## Instructions for the task:
Repeat the records word for word, from the first line up to and including the line with "[0,0,67,670]", and leave the pictures out of your answer.

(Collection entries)
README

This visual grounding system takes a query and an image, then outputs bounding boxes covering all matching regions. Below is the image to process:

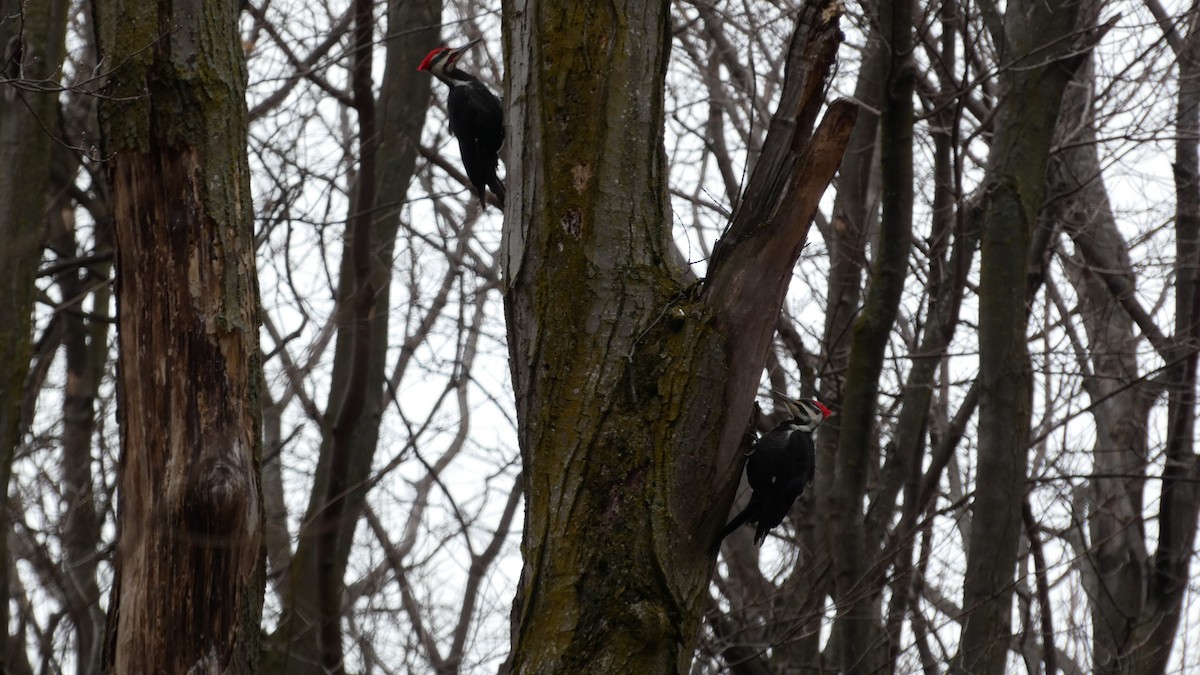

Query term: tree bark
[95,0,263,673]
[832,0,913,673]
[264,0,442,674]
[956,0,1078,675]
[504,1,854,674]
[0,0,67,670]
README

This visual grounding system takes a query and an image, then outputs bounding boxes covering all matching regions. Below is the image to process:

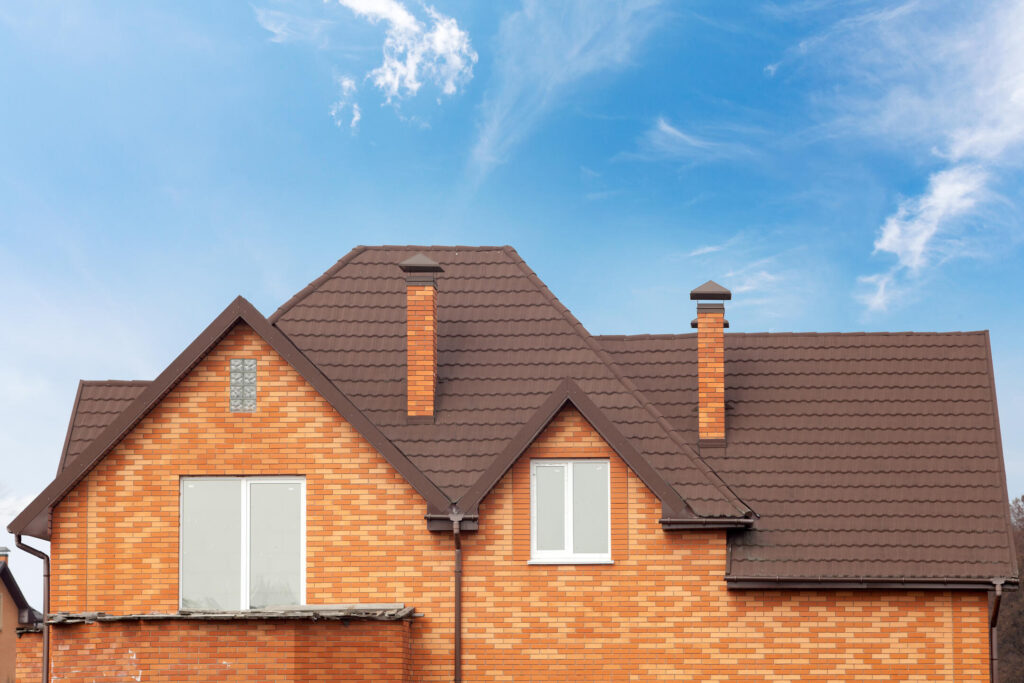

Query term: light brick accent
[406,283,437,417]
[14,633,43,683]
[51,326,988,683]
[697,304,725,439]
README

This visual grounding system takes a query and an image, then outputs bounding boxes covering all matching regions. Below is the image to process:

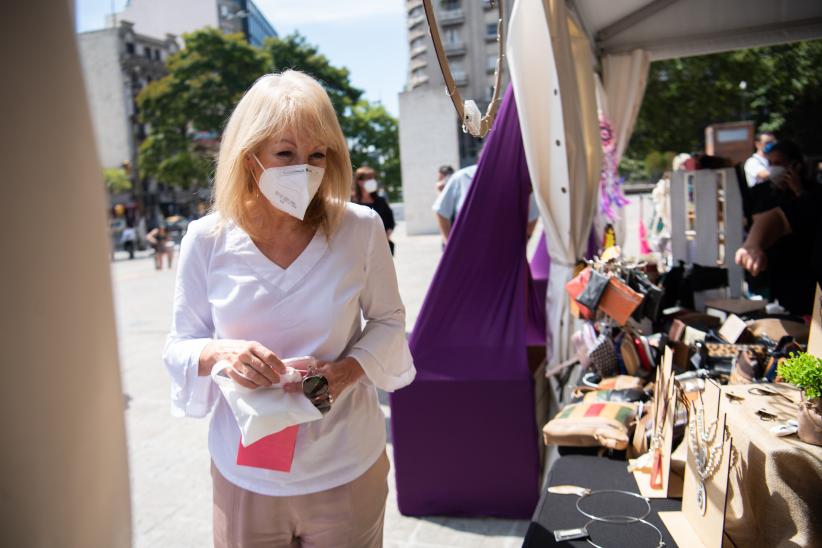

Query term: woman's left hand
[283,358,364,399]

## Answer to this exercise:
README

This visual grounding system takes a query and an image, then outputs bounding boxes covering all matching regions. Below is the image to process:


Query term: tree bark
[95,0,263,673]
[832,0,913,673]
[264,0,442,674]
[956,0,1078,675]
[504,1,854,674]
[0,0,67,670]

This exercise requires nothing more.